指示内容:
「Where can the headlight」を含む行から「column 179, row 140」を含む行まで（両端を含む）のエントリを、「faded red paint」を「peeling red paint」に置き換えて更新してください。ほかの部分はそのまま残し、この範囲の行だけを示してください。

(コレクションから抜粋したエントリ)

—————

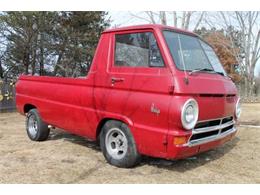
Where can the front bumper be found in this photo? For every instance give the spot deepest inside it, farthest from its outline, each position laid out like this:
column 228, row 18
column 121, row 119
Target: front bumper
column 202, row 139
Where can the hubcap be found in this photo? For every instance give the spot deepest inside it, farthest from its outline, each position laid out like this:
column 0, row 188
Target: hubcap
column 32, row 126
column 116, row 143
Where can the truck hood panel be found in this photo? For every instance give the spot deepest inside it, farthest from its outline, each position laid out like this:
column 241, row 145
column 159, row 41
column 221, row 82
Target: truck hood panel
column 204, row 85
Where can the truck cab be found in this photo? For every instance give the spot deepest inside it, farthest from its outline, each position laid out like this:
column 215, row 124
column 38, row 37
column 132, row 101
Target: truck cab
column 151, row 90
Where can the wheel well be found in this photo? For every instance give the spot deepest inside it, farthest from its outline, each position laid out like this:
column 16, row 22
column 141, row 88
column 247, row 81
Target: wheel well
column 101, row 124
column 28, row 107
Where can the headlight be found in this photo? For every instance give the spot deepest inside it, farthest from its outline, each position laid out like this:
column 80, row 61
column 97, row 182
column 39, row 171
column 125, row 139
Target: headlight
column 238, row 108
column 189, row 114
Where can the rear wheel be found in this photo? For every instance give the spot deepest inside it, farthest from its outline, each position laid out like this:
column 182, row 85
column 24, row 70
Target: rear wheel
column 118, row 145
column 37, row 130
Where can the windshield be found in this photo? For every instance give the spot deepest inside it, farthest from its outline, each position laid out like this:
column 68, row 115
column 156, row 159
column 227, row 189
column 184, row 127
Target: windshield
column 190, row 53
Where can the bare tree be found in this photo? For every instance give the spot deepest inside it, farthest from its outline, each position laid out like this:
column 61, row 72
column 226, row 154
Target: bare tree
column 249, row 27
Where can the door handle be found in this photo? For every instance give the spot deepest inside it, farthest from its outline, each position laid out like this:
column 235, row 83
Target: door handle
column 115, row 80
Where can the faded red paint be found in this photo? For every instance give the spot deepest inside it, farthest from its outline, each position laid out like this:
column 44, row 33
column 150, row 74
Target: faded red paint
column 79, row 105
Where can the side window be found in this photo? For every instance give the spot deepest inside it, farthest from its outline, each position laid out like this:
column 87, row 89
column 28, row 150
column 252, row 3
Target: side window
column 137, row 50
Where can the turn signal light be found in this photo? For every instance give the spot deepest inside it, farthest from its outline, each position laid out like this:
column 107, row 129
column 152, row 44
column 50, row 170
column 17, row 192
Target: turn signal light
column 179, row 140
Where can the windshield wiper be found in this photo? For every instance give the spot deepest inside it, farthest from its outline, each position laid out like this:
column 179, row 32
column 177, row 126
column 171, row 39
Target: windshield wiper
column 205, row 70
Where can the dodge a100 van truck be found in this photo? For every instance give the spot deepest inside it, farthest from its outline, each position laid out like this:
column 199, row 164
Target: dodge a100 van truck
column 151, row 90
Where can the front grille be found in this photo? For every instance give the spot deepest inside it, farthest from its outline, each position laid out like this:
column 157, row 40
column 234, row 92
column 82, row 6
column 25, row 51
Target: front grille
column 212, row 128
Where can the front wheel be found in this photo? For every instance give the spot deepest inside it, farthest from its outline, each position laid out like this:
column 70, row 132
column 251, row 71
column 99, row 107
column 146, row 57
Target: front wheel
column 118, row 145
column 37, row 130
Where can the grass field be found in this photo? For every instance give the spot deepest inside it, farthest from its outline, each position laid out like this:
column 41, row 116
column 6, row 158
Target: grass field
column 66, row 158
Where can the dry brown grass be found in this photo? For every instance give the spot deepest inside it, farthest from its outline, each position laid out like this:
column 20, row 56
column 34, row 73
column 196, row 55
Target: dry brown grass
column 66, row 158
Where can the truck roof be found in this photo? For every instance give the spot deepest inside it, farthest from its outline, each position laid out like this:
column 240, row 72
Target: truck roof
column 149, row 26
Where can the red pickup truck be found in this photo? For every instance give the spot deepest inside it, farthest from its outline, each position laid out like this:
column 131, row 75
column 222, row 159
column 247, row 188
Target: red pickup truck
column 151, row 90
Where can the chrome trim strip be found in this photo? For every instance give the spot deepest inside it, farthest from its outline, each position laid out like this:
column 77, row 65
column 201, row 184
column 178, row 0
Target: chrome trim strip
column 212, row 128
column 211, row 138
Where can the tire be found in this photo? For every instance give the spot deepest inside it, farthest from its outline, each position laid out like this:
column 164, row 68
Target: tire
column 37, row 130
column 118, row 145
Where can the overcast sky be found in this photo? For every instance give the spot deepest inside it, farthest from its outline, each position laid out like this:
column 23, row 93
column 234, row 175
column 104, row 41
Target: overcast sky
column 126, row 18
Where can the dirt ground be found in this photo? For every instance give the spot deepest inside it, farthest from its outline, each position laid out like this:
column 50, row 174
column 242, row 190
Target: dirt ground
column 66, row 158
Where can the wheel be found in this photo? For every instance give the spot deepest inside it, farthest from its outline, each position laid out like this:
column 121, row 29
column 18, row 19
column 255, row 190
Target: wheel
column 118, row 145
column 37, row 130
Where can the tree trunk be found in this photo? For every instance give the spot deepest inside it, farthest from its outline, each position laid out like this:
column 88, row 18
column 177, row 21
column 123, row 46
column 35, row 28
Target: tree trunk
column 41, row 61
column 26, row 62
column 1, row 70
column 33, row 61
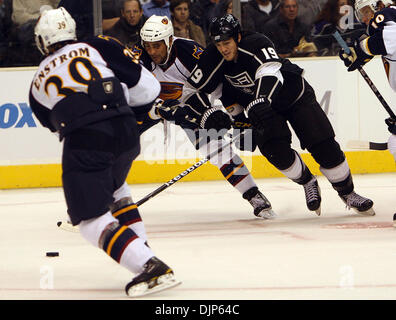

—————

課題の解答:
Where can the headlight be found in this photo? For every instance give the spot deepest inside it, farthest from its outline, each position laid out like this:
column 80, row 61
column 97, row 182
column 39, row 171
column 125, row 139
Target: headlight
column 238, row 108
column 189, row 114
Where can the rear wheel be found in this photo? For every instance give the spot deepest inside it, farthest from its outline, each position laid out like this:
column 182, row 85
column 24, row 70
Target: rear wheel
column 118, row 145
column 37, row 130
Where can the windshield be found in this photo? For every instance give the spot deepest inside it, farthest from its outline, each position laid out like this:
column 68, row 115
column 156, row 159
column 227, row 189
column 184, row 127
Target: windshield
column 190, row 53
Where can the bare tree be found in this photo? For every instance give the spot deepest inside it, farthest from its outline, each position laid out like this:
column 61, row 72
column 226, row 154
Target: bare tree
column 249, row 27
Where can the door handle be found in this photo? For every instance give the spot deepest inside it, farthest from its outline, each position laid out like this:
column 235, row 83
Target: door handle
column 115, row 80
Where can the peeling red paint be found in this photo? For every instance give the spot deepest inside it, farthest from its outline, each position laid out like this:
column 44, row 33
column 150, row 74
Target: peeling red paint
column 79, row 105
Where can the side window be found in this photo? For every instance give the spot deepest inside it, farthest from its outline, each position laid out like this:
column 87, row 89
column 28, row 150
column 252, row 3
Target: side window
column 137, row 50
Where can the turn signal light be found in this photo? For every instance give the spot deepest inside it, farthest from its outline, each position laid out like this:
column 107, row 129
column 152, row 44
column 50, row 170
column 17, row 192
Target: turn signal light
column 179, row 140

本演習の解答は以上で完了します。